> [Testo]
+++

Un doppio Oscar Green ricevuto sia nel 2013 che nel 2014 da Coldiretti, coltivazione di frutta a chilometro zero, rispetto dell'ambiente e utilizzo di energia rinnovabile. Sono solo alcune delle caratteristiche dell'azienda agricola finita sotto inchiesta per sfruttamento del lavoro e intermediazione illecita nei confronti di un centinaio di braccianti, perlopiù stranieri provenienti dall'Africa subsahariana. L'azienda agricola di Cassina de' Pecchi nel Milanese è la StraBerry, start up lombarda che coltiva e vende frutti di bosco provenienti da agricoltura biologica che si è fatta conoscere a Milano grazie alle Apecar che ha posizionato in numerosi punti strategici con le quali ha iniziato a vendere proprio i prodotti derivanti dalla coltivazione della frutta.

Un progetto green e innovativo che in realtà secondo il pm di Milano Gianfranco Gallo sarebbe fondata su pratiche lavorative tutt'altro che lecite: al momento sono sette le persone indagate, tra le quali anche il fondatore della società Guglielmo Stagno d’Alcontres, 31enne messinese ed ex bocconiano, due addetti a sorvegliare la manodopera, un consulente del lavoro addetto alle buste paga e due dipendenti amministrative. Secondo la procura di Milano l'azienda fondata nel 2010 avrebbe stipulato contratti irregolari, sottopagando i pochi lavoratori assunti che percepivano 4,50 euro all'ora per giornate lavorative di almeno 10 ore, mentre in alcuni casi avrebbe sfruttato i lavoratori con la pratica della messa in prova. L'obiettivo era per i malcapitati superare due giorni di prova riuscendo a raccogliere un numero elevato di fragole, cosa che nessuno riusciva a fare e per questo veniva mandato via.

+++

> [Compito da svolgere] Per favore, restituisci per intero il testo sull'inchiesta StraBerry, parola per parola e senza alcuna modifica.

+++

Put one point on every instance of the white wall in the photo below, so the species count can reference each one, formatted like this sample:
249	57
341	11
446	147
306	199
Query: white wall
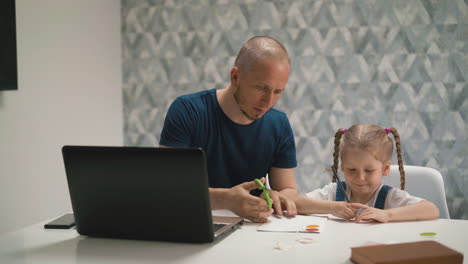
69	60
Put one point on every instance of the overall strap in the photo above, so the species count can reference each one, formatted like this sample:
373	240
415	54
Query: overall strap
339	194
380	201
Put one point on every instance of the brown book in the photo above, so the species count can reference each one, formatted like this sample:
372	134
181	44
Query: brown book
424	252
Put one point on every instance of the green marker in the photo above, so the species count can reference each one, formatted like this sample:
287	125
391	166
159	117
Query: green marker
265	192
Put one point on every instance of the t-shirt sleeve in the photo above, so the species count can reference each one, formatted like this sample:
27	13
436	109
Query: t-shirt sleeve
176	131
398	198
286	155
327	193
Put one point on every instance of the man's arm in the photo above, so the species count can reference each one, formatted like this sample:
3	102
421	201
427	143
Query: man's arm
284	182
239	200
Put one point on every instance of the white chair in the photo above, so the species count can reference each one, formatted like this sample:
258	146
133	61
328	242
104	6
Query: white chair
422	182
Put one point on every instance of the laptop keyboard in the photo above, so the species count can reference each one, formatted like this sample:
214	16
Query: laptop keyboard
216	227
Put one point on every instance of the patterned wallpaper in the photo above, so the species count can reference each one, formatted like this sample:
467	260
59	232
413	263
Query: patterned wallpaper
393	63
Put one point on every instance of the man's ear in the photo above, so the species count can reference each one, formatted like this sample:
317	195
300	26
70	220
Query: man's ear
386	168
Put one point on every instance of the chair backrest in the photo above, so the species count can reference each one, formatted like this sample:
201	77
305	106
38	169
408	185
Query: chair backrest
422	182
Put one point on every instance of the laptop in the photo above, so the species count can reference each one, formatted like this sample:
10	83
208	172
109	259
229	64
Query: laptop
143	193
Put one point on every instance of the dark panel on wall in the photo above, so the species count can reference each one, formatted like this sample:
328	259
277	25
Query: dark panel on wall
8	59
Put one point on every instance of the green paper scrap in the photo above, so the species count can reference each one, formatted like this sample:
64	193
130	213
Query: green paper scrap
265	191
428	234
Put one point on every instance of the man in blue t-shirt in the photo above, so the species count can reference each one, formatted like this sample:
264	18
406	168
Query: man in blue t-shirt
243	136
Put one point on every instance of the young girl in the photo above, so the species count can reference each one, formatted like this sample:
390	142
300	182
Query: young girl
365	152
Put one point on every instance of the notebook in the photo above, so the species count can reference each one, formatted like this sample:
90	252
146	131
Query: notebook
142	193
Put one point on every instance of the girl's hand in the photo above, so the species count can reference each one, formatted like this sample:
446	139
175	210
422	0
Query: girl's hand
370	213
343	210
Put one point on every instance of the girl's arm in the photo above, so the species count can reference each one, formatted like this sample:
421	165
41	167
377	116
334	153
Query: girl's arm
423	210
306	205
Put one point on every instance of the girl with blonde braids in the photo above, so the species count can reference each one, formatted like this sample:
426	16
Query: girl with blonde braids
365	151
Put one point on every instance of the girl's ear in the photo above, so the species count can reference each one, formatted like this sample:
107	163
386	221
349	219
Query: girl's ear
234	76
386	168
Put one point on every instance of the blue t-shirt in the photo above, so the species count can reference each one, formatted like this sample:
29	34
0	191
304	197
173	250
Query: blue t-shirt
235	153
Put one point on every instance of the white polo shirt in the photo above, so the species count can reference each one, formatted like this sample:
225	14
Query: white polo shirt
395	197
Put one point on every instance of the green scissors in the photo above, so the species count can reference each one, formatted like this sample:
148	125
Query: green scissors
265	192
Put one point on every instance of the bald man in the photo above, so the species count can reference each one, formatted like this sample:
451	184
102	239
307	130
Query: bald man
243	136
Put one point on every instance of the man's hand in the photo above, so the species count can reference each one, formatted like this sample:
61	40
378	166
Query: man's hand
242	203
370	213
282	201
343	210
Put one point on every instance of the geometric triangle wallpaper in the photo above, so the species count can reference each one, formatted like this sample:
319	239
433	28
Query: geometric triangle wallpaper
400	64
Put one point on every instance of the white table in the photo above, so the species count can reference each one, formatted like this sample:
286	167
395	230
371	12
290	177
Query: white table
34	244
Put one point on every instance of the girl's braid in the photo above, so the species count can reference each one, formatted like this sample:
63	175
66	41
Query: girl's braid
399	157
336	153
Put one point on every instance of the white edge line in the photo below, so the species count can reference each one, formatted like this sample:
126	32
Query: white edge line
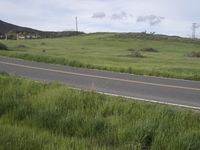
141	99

+++

> [Risultato del compito]
Un doppio Oscar Green ricevuto sia nel 2013 che nel 2014 da Coldiretti, coltivazione di frutta a chilometro zero, rispetto dell'ambiente e utilizzo di energia rinnovabile. Sono solo alcune delle caratteristiche dell'azienda agricola finita sotto inchiesta per sfruttamento del lavoro e intermediazione illecita nei confronti di un centinaio di braccianti, perlopiù stranieri provenienti dall'Africa subsahariana. L'azienda agricola di Cassina de' Pecchi nel Milanese è la StraBerry, start up lombarda che coltiva e vende frutti di bosco provenienti da agricoltura biologica che si è fatta conoscere a Milano grazie alle Apecar che ha posizionato in numerosi punti strategici con le quali ha iniziato a vendere proprio i prodotti derivanti dalla coltivazione della frutta.

Un progetto green e innovativo che in realtà secondo il pm di Milano Gianfranco Gallo sarebbe fondata su pratiche lavorative tutt'altro che lecite: al momento sono sette le persone indagate, tra le quali anche il fondatore della società Guglielmo Stagno d’Alcontres, 31enne messinese ed ex bocconiano, due addetti a sorvegliare la manodopera, un consulente del lavoro addetto alle buste paga e due dipendenti amministrative. Secondo la procura di Milano l'azienda fondata nel 2010 avrebbe stipulato contratti irregolari, sottopagando i pochi lavoratori assunti che percepivano 4,50 euro all'ora per giornate lavorative di almeno 10 ore, mentre in alcuni casi avrebbe sfruttato i lavoratori con la pratica della messa in prova. L'obiettivo era per i malcapitati superare due giorni di prova riuscendo a raccogliere un numero elevato di fragole, cosa che nessuno riusciva a fare e per questo veniva mandato via.